++++ DATASET CONTENT

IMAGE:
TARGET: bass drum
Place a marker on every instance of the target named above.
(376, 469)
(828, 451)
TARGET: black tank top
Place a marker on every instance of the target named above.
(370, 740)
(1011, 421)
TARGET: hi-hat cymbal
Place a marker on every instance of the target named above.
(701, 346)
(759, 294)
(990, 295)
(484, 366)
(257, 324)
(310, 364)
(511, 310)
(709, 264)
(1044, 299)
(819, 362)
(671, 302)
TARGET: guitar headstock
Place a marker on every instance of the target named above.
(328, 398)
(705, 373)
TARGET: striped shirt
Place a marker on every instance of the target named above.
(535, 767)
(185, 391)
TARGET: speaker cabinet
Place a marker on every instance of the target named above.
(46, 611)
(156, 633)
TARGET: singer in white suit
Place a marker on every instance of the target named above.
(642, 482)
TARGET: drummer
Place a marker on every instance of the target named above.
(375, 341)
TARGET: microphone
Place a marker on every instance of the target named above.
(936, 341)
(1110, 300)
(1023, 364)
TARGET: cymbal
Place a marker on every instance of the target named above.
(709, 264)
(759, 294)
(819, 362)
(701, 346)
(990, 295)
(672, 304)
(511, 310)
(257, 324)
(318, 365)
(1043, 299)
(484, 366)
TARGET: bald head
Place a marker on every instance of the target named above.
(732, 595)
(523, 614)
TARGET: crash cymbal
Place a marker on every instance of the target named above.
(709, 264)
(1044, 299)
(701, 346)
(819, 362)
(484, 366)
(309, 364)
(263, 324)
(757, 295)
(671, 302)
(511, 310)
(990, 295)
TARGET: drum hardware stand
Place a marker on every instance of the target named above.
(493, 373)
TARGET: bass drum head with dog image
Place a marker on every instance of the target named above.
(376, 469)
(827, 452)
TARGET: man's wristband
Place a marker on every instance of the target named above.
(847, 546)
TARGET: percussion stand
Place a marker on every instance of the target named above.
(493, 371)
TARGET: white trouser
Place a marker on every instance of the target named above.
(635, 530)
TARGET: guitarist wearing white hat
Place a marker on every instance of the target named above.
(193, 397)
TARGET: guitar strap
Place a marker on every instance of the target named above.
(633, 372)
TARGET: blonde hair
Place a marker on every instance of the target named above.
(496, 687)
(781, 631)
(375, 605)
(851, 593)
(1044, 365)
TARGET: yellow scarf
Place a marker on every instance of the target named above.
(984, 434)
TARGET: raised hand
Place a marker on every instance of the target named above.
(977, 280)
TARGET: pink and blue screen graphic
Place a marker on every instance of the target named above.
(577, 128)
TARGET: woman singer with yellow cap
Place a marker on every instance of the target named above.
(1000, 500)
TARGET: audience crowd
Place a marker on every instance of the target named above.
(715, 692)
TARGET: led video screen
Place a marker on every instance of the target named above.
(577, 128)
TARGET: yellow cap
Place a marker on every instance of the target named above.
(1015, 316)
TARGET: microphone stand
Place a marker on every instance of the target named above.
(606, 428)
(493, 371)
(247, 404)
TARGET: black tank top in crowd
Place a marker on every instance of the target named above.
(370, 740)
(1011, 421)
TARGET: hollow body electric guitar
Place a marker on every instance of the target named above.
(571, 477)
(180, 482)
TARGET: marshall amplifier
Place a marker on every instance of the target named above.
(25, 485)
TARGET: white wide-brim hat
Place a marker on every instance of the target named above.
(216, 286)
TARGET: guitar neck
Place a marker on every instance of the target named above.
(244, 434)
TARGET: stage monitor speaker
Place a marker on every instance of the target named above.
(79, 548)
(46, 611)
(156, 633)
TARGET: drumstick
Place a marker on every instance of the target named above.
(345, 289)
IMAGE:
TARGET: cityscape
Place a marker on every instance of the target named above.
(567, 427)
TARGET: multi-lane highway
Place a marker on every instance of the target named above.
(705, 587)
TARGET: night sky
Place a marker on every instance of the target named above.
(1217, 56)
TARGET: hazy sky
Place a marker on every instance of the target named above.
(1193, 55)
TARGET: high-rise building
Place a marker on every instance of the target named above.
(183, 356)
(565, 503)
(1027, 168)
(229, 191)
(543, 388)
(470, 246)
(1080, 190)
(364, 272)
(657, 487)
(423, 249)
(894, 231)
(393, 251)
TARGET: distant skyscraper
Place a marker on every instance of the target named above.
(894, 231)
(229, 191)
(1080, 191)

++++++++

▶ [EXERCISE DIRECTIONS] From the line that contains "TARGET: microphone stand" to the last line of the material above, repeat every line exactly, keeping both the first and the last.

▶ [TASK RESULT]
TARGET: microphone stand
Place a marker on every instance of the target named above.
(606, 428)
(493, 371)
(247, 404)
TARGET: black tank top in crowd
Place a marker on every instance of the target named above.
(370, 740)
(1011, 421)
TARGET: hollow body electric guitar
Place a marker on every instance of the target named above.
(571, 477)
(180, 482)
TARGET: marshall amplifier
Place a marker on every instance of the target named above.
(25, 485)
TARGET: white wide-brim hat
Place a marker on every instance of the target named above.
(216, 286)
TARGET: guitar neck
Place a marker on every instance of the target named above.
(244, 434)
TARGET: stage monitor speaker
Place a marker on every instance of the target named above.
(79, 548)
(46, 611)
(156, 633)
TARGET: drumstick
Place a marker on every instance of the target named above.
(345, 289)
IMAGE:
TARGET: cityscape
Place a marker on every instance of the target named above.
(567, 427)
TARGET: multi-lane highway
Place a marker on every instance of the target named above.
(705, 587)
TARGET: night sky
Place a marker on every instance of the target named above.
(1217, 56)
TARGET: hazy sky
Place a marker on every instance of the target named above.
(1193, 55)
TARGET: high-rise building
Place a marker on every instance of the target named above.
(183, 356)
(565, 503)
(1027, 168)
(229, 191)
(543, 388)
(470, 246)
(1080, 190)
(364, 272)
(657, 487)
(423, 249)
(894, 231)
(393, 251)
TARGET: distant skyscraper
Place a marker on every instance of the target named above.
(894, 231)
(229, 191)
(1080, 191)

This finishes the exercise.